*BRIEF*:
Reproduce the material from its start through the line containing "Outline every instance of the forested", swapping "hillside" for "slope" and changing nothing else.

[start THE INPUT]

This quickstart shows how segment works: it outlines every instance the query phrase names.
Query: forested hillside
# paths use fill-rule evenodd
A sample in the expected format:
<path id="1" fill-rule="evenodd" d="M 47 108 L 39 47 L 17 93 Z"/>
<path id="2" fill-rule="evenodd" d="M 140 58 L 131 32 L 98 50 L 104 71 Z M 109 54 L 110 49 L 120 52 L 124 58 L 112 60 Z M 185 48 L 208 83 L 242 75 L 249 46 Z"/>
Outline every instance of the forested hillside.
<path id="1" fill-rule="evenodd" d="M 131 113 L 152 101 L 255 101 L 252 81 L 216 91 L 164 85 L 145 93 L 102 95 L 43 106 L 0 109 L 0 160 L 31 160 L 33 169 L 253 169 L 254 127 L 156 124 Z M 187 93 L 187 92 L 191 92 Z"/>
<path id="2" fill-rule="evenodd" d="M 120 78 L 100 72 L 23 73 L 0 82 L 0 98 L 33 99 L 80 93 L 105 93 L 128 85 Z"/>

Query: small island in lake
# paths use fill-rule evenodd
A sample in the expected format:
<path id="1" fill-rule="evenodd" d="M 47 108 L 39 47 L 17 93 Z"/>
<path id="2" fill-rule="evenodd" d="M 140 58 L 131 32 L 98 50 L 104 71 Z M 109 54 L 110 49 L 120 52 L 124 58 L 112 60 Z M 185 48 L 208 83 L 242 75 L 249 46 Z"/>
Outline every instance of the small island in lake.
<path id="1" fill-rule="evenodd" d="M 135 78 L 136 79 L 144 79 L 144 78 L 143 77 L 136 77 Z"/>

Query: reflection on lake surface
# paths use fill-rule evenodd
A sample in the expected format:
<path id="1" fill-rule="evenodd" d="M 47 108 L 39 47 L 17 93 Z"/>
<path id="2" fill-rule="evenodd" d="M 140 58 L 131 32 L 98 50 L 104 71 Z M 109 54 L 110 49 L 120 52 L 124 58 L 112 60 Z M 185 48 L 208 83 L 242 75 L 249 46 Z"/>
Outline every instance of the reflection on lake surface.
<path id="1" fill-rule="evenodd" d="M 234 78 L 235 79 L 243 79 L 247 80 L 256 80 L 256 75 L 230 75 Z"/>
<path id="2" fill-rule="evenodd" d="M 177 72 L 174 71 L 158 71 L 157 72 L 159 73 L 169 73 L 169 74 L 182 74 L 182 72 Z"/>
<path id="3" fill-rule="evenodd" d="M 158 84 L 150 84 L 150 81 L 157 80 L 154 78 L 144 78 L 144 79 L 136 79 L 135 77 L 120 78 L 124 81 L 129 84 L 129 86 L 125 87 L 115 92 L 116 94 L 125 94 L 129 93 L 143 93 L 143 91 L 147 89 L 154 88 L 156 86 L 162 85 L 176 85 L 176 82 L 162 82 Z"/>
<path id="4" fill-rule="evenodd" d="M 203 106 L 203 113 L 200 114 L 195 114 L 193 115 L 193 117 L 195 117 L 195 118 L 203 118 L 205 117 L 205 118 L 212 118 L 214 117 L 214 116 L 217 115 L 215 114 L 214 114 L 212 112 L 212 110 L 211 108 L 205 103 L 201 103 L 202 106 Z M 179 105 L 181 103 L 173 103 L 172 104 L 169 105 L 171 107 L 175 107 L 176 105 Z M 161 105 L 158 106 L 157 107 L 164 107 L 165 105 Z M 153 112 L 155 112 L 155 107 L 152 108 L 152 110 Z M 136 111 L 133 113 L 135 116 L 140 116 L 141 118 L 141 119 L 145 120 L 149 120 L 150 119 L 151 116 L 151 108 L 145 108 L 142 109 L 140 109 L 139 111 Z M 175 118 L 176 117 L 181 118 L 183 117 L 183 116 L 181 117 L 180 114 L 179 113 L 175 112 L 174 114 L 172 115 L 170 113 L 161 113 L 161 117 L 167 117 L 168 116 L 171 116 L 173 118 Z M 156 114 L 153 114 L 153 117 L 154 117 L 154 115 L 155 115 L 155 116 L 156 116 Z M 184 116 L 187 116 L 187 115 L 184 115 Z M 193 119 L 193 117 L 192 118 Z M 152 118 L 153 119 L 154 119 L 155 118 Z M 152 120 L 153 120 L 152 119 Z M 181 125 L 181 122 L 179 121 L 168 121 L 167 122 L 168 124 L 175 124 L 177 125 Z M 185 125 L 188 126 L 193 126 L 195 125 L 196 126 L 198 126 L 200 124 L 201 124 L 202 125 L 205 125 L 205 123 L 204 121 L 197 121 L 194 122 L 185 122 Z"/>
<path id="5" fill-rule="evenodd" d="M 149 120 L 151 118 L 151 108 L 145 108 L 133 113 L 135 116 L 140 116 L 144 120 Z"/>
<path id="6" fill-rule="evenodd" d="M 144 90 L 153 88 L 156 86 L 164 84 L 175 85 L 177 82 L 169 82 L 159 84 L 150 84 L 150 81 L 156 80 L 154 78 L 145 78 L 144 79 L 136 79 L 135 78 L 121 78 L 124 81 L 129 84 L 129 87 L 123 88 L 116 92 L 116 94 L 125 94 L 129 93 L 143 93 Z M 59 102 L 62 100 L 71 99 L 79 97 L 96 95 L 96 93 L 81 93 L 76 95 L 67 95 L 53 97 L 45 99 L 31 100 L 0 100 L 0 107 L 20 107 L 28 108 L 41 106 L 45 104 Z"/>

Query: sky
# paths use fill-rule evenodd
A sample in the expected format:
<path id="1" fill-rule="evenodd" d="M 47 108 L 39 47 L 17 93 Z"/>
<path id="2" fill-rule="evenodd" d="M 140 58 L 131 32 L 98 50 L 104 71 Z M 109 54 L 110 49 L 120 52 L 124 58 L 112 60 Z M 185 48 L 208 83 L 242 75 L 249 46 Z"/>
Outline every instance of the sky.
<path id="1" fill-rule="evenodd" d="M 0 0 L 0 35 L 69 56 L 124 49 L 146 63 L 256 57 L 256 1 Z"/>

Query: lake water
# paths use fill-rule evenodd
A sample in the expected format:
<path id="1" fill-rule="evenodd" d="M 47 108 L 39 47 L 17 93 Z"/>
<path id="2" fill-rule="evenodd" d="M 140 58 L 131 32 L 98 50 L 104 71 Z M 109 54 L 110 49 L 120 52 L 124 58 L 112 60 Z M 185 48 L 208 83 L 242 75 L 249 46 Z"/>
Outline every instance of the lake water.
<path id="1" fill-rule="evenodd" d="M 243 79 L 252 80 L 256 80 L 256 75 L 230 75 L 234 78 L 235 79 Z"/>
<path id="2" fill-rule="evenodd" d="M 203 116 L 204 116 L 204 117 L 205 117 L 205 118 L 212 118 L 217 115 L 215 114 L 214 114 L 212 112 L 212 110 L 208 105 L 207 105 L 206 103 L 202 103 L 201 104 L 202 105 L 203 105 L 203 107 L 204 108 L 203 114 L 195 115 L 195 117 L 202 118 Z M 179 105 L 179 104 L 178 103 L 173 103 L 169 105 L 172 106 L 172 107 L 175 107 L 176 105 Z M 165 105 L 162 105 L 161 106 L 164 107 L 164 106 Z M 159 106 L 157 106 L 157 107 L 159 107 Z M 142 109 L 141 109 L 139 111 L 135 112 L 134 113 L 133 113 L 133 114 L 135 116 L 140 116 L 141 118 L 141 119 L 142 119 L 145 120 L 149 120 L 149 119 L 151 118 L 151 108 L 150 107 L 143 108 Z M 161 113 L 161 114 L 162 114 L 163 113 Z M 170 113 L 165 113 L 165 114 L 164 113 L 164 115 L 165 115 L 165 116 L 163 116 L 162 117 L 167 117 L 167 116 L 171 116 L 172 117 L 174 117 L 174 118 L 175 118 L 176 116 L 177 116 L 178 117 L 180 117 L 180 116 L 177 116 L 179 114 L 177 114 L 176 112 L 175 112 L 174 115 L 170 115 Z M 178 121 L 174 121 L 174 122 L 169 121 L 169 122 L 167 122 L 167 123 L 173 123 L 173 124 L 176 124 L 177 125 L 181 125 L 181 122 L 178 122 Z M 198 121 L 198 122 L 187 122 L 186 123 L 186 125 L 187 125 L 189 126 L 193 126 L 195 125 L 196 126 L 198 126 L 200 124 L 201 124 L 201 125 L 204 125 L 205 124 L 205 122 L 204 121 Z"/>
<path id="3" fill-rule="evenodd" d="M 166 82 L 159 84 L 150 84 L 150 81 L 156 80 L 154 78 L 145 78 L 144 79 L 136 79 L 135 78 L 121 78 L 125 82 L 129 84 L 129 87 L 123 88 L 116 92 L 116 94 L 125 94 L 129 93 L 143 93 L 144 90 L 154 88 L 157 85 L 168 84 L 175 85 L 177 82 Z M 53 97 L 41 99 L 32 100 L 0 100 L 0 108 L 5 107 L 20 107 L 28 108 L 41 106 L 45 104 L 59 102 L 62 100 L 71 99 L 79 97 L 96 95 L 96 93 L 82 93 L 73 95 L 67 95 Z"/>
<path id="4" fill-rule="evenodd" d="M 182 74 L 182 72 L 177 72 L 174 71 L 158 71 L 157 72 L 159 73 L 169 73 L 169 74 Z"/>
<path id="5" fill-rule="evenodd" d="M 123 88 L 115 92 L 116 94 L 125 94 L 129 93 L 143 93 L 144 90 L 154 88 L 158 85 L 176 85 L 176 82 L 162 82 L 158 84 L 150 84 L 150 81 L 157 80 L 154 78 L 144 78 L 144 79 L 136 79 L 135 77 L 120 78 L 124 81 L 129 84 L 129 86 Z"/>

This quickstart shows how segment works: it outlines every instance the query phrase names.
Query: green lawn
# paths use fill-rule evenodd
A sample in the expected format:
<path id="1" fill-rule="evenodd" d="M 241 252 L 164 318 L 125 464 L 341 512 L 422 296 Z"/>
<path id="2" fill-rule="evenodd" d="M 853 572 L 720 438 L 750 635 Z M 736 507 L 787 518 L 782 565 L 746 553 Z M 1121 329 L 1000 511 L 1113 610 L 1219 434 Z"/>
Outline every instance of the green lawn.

[end THE INPUT]

*FULL SOLUTION*:
This quickstart shows how segment works: it outlines every instance the query phrase names.
Query: forested slope
# paths use fill-rule evenodd
A sample in the expected format:
<path id="1" fill-rule="evenodd" d="M 47 108 L 39 47 L 17 93 Z"/>
<path id="2" fill-rule="evenodd" d="M 140 58 L 131 32 L 98 50 L 104 71 Z M 109 54 L 110 49 L 120 52 L 124 58 L 112 60 Z M 185 48 L 208 83 L 242 75 L 249 46 Z"/>
Outline every instance of the forested slope.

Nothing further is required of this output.